Reading passage:
16) Now coming back to the facts of the case, it is not in dispute  that  in
   the incident, said to have taken place  on  30th  March,  one  person  is
   killed and the other person is  seriously  injured.  In  the  trial,  the
   injured has fully supported the case of  the  prosecution.  His  evidence
   finds support from the evidence of PW6 and the evidence of Doctor, PW 16.
   While hearing the learned counsel appearing for the parties, we have also
   perused the entire evidence on record, we are  of  the  view  that  Trial
   Court had erred in holding that the prosecution  had  not  been  able  to
   prove the case beyond reasonable doubt. We are inclined to agree with the
   submission of Smt. Madhavi  Divan,  learned  counsel  appearing  for  the
   respondent, that by relying on the evidence of PW5, PW6, PW7,  PW8,  PW12
   and PW 16, there can be no doubt that the A1, A2 and A3 were  present  at
   the place of the incident and were carrying tamanchas and axe, and  that,
   there was an altercation between the accused persons and PW5, PW6 and the
   deceased, and that gun shots were fired and the deceased died because  of
   the gun shot injuries and the blow on  the  head  with  the  axe  by  A3.
   Perhaps  the  Trial  Court  took  a  hyper-technical  view  by  primarily
   concentrating on minor contradictions to hold that  the  prosecution  has
   failed to prove the guilt of the accused beyond reasonable doubt. We  are
   not in agreement with the findings and conclusions reached by  the  Trial
   Court.

Data lines:
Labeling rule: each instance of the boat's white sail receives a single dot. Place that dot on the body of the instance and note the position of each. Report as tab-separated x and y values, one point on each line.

Exercise requirements: Write out the part of the judgment passage above that lies between "While hearing the" and "on  the  head  with  the  axe  by  A3.", inclusive.

Task answer:
While hearing the learned counsel appearing for the parties, we have also
   perused the entire evidence on record, we are  of  the  view  that  Trial
   Court had erred in holding that the prosecution  had  not  been  able  to
   prove the case beyond reasonable doubt. We are inclined to agree with the
   submission of Smt. Madhavi  Divan,  learned  counsel  appearing  for  the
   respondent, that by relying on the evidence of PW5, PW6, PW7,  PW8,  PW12
   and PW 16, there can be no doubt that the A1, A2 and A3 were  present  at
   the place of the incident and were carrying tamanchas and axe, and  that,
   there was an altercation between the accused persons and PW5, PW6 and the
   deceased, and that gun shots were fired and the deceased died because  of
   the gun shot injuries and the blow on  the  head  with  the  axe  by  A3.